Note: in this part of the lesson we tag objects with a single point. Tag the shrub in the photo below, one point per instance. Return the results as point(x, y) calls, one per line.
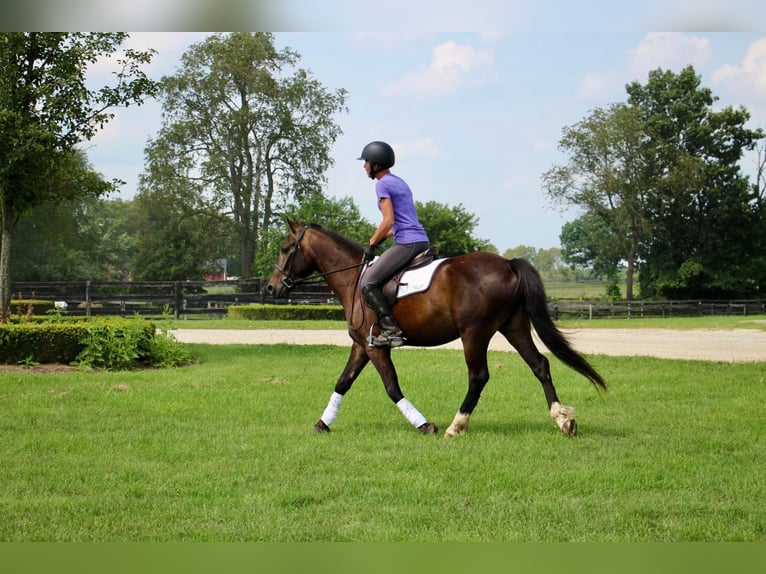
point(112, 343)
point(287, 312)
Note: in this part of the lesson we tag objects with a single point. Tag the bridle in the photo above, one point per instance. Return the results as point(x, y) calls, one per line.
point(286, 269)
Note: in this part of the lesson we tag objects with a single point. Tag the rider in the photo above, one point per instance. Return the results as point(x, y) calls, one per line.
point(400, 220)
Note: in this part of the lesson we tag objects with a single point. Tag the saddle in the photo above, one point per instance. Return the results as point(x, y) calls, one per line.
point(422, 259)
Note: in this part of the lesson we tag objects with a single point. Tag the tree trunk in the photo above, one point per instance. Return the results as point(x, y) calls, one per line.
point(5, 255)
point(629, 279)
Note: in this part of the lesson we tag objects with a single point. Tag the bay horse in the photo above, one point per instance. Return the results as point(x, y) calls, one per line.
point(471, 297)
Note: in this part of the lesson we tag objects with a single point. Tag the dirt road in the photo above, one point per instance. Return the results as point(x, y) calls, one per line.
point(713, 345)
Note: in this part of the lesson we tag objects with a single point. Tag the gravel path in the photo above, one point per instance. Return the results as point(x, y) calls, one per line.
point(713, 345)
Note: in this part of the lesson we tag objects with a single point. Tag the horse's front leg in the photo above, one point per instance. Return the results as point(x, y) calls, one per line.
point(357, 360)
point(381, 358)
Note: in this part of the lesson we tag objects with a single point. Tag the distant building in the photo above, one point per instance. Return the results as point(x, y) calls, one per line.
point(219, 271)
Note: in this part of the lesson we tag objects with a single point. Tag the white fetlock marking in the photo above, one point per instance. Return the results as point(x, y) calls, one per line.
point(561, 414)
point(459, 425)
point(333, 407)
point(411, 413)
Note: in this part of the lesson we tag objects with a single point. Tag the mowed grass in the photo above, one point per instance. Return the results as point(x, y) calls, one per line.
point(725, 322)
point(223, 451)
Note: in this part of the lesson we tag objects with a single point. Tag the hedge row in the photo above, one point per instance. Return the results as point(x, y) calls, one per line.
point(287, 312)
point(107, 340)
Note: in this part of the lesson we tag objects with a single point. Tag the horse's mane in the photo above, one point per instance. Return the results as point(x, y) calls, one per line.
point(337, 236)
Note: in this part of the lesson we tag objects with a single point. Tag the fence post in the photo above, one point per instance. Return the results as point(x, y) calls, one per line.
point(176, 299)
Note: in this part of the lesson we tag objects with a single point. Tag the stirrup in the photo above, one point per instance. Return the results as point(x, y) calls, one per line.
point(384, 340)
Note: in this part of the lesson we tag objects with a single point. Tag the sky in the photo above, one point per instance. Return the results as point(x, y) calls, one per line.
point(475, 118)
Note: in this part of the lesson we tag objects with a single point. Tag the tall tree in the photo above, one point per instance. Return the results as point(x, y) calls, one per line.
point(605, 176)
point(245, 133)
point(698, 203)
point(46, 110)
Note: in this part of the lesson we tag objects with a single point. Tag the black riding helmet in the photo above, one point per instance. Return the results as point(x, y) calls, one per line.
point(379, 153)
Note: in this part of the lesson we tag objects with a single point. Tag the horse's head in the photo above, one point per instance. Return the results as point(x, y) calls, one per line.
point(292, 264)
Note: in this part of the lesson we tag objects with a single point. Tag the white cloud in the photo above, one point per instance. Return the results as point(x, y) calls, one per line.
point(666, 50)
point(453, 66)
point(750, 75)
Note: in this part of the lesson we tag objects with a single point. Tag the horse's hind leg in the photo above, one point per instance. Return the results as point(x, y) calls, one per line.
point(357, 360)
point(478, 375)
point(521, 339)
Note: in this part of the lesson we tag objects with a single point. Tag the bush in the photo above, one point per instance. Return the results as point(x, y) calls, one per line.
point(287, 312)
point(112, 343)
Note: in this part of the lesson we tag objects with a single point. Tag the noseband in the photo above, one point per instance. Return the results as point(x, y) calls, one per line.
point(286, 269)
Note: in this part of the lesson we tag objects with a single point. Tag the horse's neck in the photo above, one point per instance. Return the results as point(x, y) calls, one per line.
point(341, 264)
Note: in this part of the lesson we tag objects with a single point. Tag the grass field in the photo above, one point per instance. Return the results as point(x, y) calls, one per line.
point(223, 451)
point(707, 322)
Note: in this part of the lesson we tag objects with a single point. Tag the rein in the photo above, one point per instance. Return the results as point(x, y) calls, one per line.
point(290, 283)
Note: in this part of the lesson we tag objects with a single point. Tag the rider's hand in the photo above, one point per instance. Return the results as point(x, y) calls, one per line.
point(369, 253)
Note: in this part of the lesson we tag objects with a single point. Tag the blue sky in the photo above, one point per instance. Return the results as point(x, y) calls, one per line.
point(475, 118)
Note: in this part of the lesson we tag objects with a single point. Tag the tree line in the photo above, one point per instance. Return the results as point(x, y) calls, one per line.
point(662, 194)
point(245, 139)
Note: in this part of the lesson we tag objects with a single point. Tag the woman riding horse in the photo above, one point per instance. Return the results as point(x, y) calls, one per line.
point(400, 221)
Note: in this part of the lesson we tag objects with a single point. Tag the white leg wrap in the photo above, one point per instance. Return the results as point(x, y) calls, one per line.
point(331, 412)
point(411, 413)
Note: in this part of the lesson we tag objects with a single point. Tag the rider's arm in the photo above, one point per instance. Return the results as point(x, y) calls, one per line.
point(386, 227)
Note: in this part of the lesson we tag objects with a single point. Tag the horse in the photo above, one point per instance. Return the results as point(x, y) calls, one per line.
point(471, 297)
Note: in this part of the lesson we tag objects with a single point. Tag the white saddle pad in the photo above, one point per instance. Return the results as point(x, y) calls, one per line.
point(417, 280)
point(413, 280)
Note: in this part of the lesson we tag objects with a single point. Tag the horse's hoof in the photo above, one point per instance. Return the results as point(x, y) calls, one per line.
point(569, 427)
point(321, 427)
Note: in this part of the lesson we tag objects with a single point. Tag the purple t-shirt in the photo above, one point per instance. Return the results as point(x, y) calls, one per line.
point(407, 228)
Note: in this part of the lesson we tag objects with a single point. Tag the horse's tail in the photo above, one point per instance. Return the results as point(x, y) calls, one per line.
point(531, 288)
--
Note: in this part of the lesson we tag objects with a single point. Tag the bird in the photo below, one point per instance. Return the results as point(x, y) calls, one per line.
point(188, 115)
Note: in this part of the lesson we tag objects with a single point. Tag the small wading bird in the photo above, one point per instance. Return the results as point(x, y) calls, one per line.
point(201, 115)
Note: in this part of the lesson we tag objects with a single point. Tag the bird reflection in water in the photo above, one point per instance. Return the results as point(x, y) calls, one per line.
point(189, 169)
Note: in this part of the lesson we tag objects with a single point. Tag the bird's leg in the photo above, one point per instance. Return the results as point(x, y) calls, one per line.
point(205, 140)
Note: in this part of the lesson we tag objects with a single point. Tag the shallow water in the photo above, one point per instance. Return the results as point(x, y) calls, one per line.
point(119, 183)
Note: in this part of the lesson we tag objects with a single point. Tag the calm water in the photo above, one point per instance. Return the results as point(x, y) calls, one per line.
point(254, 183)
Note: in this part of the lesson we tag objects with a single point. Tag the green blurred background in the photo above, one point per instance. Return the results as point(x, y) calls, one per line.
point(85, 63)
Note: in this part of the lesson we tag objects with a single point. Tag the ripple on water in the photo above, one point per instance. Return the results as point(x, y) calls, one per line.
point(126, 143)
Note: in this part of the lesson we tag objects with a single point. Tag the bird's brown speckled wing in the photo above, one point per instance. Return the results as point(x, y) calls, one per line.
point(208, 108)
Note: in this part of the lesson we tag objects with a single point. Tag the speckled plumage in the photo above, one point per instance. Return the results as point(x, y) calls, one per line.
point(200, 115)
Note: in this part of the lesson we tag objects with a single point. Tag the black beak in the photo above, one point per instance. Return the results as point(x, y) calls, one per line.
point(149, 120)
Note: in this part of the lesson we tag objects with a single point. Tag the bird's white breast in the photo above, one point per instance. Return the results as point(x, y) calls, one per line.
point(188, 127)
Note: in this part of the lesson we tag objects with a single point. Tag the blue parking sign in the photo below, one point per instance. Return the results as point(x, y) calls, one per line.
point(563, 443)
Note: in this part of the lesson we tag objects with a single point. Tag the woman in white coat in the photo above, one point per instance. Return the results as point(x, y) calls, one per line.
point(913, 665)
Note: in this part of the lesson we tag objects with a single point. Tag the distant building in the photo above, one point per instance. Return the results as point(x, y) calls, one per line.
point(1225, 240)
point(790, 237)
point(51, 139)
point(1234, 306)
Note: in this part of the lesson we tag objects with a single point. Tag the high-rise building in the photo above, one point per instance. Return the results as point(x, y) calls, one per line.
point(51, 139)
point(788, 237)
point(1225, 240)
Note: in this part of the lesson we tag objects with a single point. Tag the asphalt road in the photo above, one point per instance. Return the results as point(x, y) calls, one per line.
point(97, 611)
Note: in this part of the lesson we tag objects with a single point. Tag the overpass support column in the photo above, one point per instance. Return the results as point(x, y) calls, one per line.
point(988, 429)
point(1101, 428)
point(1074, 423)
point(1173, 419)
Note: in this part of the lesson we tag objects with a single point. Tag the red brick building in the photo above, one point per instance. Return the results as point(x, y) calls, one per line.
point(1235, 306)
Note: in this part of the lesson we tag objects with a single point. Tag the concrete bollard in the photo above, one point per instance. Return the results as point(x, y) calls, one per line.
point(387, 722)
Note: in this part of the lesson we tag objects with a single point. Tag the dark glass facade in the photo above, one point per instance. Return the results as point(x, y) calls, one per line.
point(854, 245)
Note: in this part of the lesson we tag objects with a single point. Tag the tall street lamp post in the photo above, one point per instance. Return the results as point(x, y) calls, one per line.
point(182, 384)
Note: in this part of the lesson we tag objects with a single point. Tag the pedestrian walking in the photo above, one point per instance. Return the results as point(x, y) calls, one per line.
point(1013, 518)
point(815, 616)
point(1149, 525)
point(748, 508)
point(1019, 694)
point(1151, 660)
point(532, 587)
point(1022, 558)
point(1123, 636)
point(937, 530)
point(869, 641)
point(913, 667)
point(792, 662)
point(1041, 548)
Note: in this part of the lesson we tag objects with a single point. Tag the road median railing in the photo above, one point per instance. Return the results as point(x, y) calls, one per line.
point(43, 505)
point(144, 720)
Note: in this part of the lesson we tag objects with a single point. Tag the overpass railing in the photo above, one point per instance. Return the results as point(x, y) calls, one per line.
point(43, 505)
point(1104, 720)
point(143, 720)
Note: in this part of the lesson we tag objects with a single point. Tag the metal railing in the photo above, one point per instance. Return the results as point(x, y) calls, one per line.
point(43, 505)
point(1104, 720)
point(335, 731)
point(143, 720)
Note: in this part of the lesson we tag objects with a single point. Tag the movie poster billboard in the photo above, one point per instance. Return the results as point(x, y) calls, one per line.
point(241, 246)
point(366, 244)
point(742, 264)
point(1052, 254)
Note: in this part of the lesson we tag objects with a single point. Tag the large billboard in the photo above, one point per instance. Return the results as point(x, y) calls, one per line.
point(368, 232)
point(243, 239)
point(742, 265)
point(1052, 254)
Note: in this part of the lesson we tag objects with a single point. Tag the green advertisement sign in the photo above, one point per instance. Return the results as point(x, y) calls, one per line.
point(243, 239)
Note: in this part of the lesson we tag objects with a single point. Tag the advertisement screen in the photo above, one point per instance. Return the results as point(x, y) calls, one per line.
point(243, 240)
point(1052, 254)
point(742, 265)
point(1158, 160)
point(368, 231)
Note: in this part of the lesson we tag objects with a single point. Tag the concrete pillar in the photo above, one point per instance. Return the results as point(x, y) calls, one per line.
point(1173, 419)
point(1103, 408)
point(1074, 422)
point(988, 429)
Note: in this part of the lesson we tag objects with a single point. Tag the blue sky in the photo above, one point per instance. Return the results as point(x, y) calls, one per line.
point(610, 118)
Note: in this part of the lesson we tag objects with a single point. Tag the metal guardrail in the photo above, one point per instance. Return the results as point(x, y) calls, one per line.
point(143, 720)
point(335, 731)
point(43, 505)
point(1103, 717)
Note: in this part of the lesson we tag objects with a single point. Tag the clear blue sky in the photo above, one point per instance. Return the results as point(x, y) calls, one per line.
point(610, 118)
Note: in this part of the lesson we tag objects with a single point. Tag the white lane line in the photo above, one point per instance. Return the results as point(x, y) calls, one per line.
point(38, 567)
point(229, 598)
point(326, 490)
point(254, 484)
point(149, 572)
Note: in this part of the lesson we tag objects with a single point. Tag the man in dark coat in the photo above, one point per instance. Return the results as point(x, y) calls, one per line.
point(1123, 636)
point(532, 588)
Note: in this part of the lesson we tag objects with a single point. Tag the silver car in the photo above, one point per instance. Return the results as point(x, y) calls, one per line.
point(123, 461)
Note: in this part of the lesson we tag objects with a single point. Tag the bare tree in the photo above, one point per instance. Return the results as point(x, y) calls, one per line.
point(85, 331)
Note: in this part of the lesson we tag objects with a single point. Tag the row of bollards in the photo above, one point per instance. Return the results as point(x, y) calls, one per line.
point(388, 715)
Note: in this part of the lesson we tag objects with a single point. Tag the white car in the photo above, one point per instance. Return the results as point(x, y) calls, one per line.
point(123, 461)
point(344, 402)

WRITTEN PROBLEM:
Start at the line with "Tag the speckled" and stop after the line with "point(1234, 306)". Write those records out again, swapping every "photo" for "image" and changing nothing else.

RESPONSE TO THE TASK:
Note: in this part of the lesson we tag objects with a single point. Tag the speckled plumage in the image above, one point per instance. Return the results as point(x, y) calls, one per line.
point(200, 115)
Note: in this part of the lesson we tag objects with a single point. Tag the black beak in the image above, one point per instance. Return the results as point(x, y) calls, one per line.
point(149, 120)
Note: in this part of the lesson we tag objects with a single point. Tag the bird's white breast in the image above, one point per instance. Return the results as point(x, y) calls, one per line.
point(188, 127)
Note: in this part of the lesson we tag objects with a single point. Tag the blue parking sign in the image below, one point per instance. Return the results as point(x, y) calls, one per line.
point(563, 443)
Note: in this part of the lesson we tag objects with a single point. Tag the woman in white coat in the image above, one point per instance. Return the results as point(x, y) calls, one per line.
point(913, 665)
Note: in this part of the lesson we tag objects with a single point. Tag the distant building in the image above, one point per instance. Return the results as point(x, y) calls, one per line.
point(1225, 240)
point(790, 237)
point(51, 139)
point(1234, 306)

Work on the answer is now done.